What you will do -> Give every line back verbatim, dropping all images.

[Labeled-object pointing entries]

-*-*-

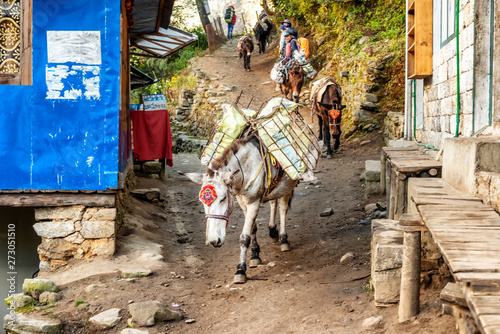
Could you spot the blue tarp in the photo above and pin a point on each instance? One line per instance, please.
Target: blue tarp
(61, 132)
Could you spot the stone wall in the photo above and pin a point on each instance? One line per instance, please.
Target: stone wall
(74, 232)
(440, 90)
(364, 77)
(197, 112)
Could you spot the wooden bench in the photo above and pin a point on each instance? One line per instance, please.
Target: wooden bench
(467, 234)
(398, 164)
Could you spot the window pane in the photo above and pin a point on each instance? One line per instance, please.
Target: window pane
(444, 20)
(10, 36)
(451, 18)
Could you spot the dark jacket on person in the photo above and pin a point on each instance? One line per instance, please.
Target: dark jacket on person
(290, 47)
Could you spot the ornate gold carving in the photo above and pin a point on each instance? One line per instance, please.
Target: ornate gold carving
(10, 36)
(7, 4)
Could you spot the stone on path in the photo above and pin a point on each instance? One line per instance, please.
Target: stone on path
(327, 212)
(149, 312)
(20, 300)
(41, 285)
(133, 331)
(138, 273)
(146, 194)
(21, 324)
(348, 257)
(372, 323)
(49, 297)
(107, 319)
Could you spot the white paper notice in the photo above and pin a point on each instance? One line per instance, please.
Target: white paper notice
(81, 47)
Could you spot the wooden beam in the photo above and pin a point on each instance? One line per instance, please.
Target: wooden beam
(160, 14)
(44, 200)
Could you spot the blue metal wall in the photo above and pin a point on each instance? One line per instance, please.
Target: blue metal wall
(54, 143)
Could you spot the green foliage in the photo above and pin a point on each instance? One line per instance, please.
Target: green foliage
(79, 302)
(166, 71)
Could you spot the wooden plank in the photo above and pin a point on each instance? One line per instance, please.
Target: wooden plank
(473, 208)
(485, 290)
(454, 215)
(470, 246)
(490, 320)
(469, 236)
(41, 200)
(477, 277)
(453, 294)
(473, 266)
(492, 329)
(442, 200)
(445, 222)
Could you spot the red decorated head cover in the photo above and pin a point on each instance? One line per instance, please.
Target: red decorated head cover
(208, 194)
(334, 113)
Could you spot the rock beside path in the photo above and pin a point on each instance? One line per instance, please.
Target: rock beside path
(135, 273)
(21, 324)
(327, 212)
(372, 323)
(348, 257)
(107, 319)
(146, 194)
(145, 314)
(133, 331)
(41, 285)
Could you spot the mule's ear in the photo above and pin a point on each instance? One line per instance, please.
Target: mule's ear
(195, 177)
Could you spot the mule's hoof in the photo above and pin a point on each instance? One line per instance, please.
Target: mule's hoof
(239, 279)
(254, 263)
(285, 247)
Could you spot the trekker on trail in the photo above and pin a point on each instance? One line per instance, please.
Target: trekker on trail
(291, 43)
(230, 18)
(285, 24)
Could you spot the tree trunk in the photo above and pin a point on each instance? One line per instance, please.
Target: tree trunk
(203, 14)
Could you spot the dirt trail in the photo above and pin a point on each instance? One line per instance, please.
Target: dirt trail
(305, 290)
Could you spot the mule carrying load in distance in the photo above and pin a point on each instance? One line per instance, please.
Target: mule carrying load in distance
(326, 97)
(245, 49)
(254, 157)
(262, 31)
(291, 73)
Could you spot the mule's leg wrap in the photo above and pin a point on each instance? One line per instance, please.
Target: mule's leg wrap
(242, 266)
(273, 231)
(326, 129)
(254, 258)
(284, 205)
(320, 126)
(336, 138)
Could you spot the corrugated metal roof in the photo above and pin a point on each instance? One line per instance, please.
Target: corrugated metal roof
(149, 15)
(164, 42)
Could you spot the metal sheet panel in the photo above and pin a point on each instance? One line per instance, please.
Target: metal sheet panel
(69, 141)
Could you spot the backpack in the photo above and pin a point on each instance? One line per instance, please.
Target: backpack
(228, 17)
(304, 45)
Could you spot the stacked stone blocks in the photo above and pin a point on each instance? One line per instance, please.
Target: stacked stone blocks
(387, 257)
(74, 232)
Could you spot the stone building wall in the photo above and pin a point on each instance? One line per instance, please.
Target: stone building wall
(74, 232)
(440, 99)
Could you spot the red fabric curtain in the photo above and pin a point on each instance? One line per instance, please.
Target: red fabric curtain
(152, 135)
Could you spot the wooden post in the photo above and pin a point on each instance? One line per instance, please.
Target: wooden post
(383, 161)
(162, 170)
(210, 37)
(244, 24)
(221, 27)
(409, 300)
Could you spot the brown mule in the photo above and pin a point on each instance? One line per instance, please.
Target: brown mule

-*-*-

Written solution ->
Could you spot the blue tarp in the photo above and pin a point on each instance? One line per instance, please.
Target: blue tarp
(61, 132)
Could you spot the stone wall in the photo above and pin a point on each instance? One line per instance, please.
Target: stone wall
(74, 232)
(440, 90)
(364, 77)
(197, 112)
Could you spot the wooden bench in the photo above and pin a point on each instance? One line per instance, please.
Target: wooden bench
(467, 234)
(398, 164)
Could you spot the window pane in the photo above and pin a point on each instance? One line per instance, please.
Target: window pane
(444, 20)
(10, 36)
(451, 18)
Could you spot the dark jacket on person in the photo above and pin a point on each instance? One line per instance, please.
Target: dark jacket on person
(290, 47)
Could you spot the ornate gold carving in the photo above and pin a point on each instance? One line per instance, please.
Target: ornate gold carving
(10, 36)
(7, 4)
Could you spot the stone on path in the photo above and pin a point on each instance? One line per instance, please.
Target: stone on path
(327, 212)
(149, 312)
(20, 300)
(41, 285)
(133, 331)
(138, 273)
(146, 194)
(21, 324)
(348, 257)
(372, 323)
(49, 297)
(107, 319)
Could you spot the white paper notice in the photo above and pin a point on each instance? One line per instance, please.
Target: white paper notice
(81, 47)
Could you spot the wooden beam in the photo above and pin a point on each instance? One line per instance, please.
Target: wooden beam
(160, 14)
(44, 200)
Could you spot the blue metal wall in the photo above and pin a point on each instance? One line per instance, please.
Target: blue metal wall
(54, 143)
Could you spot the green foliage in the photo above and pin a point on each instance? One line per instance, please.
Target: green foliage
(79, 302)
(166, 71)
Could you spot the wooden plank in the photo above and pin a point on each instance? One line per instance, please.
Target: wooden plank
(473, 208)
(485, 290)
(454, 215)
(470, 246)
(490, 320)
(469, 236)
(41, 200)
(477, 277)
(453, 294)
(473, 266)
(492, 329)
(442, 200)
(445, 222)
Could you spot the red decorated head cover in the photo above and pin a point on each instance? One line per instance, please.
Target: red decorated head cover
(208, 194)
(334, 113)
Could you spot the rock beside path in the photo above and pin a point on each instance? One line per instance, please.
Target: rock beside path
(135, 273)
(21, 324)
(327, 212)
(372, 323)
(348, 257)
(107, 319)
(146, 194)
(145, 314)
(133, 331)
(41, 285)
Could you spot the mule's ear in the photo above and pin a point on each instance? One line per instance, please.
Target: mule's ear
(195, 177)
Could you spot the mule's hoof in the photo above and pin a point on each instance? One line per instance, please.
Target: mule's hoof
(239, 279)
(254, 263)
(285, 247)
Could you spot the trekker on trail in the photo above and pin a point on each instance? One line per instance, please.
Target: trekker on trail
(291, 43)
(230, 18)
(285, 24)
Could you spot the tree trunk in the photo above and pin a point on each instance? One line per instance, please.
Target: tree trunk
(203, 14)
Could you spot the dirt trail in the photo above and pin a point on each instance? One line per instance, please.
Target: dirt trail
(305, 290)
Could you spot the mule carrying load in distance in the photo above and pin a point on each instance? One line per instance, please.
Target: mule carrying load in distance
(326, 97)
(245, 49)
(254, 157)
(262, 31)
(291, 73)
Could you spot the mule's leg wrap in the photo above and pin a point on each instance? One line per instance, please.
Target: mule's leg wrap
(242, 266)
(273, 231)
(326, 129)
(254, 258)
(284, 205)
(320, 126)
(336, 138)
Could you spot the corrugated metal roof in the photo above and pin a point on each instance? One line per instance, please.
Target: corrugated metal roof
(149, 15)
(164, 42)
Could you spot the metal sheet panel in the photo above and pin a point on each instance? One line per instance, please.
Target: metal sheet panel
(69, 141)
Could you spot the backpack in the photo above and pin a point on each instance? One line per instance, please.
Target: backpack
(228, 17)
(304, 45)
Could you spot the stacked stone blocks in the photo above and pin a point on each instance? One line per instance, please.
Target: stacked stone blocks
(387, 257)
(74, 232)
Could you spot the stone building wall in the photo above and pin a point on each instance? One line per instance, please.
Target: stone building wall
(74, 232)
(440, 99)
Could you spot the red fabric curtain in the photo above and pin a point on each instance? One line per instance, please.
Target: red fabric curtain
(152, 135)
Could you spot the wooden post in the photo above and pin a point on each instance? One line per instance, please.
Target: wooden post
(383, 161)
(162, 170)
(210, 37)
(244, 24)
(221, 27)
(409, 300)
Could you spot the brown mule in the photo above and pin a point on each instance? One line per instance, please.
Target: brown mule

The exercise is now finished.